Data entries:
::::::

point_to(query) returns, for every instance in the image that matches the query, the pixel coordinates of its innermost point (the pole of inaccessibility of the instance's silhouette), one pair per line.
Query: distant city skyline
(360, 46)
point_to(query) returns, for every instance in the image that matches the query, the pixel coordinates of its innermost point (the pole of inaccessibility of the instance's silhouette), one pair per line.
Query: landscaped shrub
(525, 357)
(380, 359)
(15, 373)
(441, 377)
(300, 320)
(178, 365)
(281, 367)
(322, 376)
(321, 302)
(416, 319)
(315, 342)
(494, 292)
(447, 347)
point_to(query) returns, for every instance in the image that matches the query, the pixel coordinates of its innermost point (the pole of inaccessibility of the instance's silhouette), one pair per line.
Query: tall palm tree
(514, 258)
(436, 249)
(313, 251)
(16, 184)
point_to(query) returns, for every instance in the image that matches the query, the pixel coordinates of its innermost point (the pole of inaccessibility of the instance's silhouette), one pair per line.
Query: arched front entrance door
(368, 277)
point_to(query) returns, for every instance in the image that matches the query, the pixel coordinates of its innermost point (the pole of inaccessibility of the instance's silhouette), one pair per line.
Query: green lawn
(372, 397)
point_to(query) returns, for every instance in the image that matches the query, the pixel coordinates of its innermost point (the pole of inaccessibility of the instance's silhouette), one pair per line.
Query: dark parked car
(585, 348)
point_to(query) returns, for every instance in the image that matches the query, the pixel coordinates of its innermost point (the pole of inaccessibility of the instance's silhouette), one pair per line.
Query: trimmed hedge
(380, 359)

::::::

JOB: Extract every line of the items above and reproduce each one unchanged, in the same order.

OUTPUT OF THE TASK:
point_to(query) returns, for every instance in the image that matches the query, the pixel coordinates of its innermost point (the pole of inaccessibility of the instance's silhouette), one pair per line.
Query: distant city skyline
(360, 46)
point_to(query) returns, for every instance in the image that matches the query, the pixel coordinates of its innermost point (the pole of inaccessibility of the instance's silhouette), one pair per line.
Query: landscaped shrub
(525, 357)
(380, 359)
(15, 373)
(441, 377)
(300, 320)
(178, 365)
(281, 367)
(322, 376)
(321, 302)
(416, 319)
(315, 342)
(494, 292)
(447, 347)
point_to(query) returns, for every instance in the image that matches the query, the pixel coordinates of its innermost point (the pole of inaccessibility of the instance's silhouette), one pair per line.
Query: tall palm tree
(514, 258)
(436, 249)
(313, 251)
(16, 184)
point_to(query) returns, for every instance in the image that matches the query, the pixel coordinates of its innermost point (the pole of inaccessibility of the instance's silhouette), one pair per line.
Query: arched front entrance door
(368, 277)
point_to(query) returns, for every instance in the image that matches the query, the pixel coordinates of its innermost point (the pole of inaccessibility of the instance's silhouette), one pair per line.
Query: green lawn
(372, 397)
point_to(query) returns, for every instance in the image that matches the query, the pixel coordinates of its innermost point (the pole of inaccessibility of the instance's silhouette), one pair per line.
Query: dark parked car
(585, 348)
point_to(query) returns, for every instance in the image that matches the query, the pixel coordinates of its innermost point (the pole of inaccessibility of the instance's silhouette), one pair per line.
Query: trimmed hedge
(380, 359)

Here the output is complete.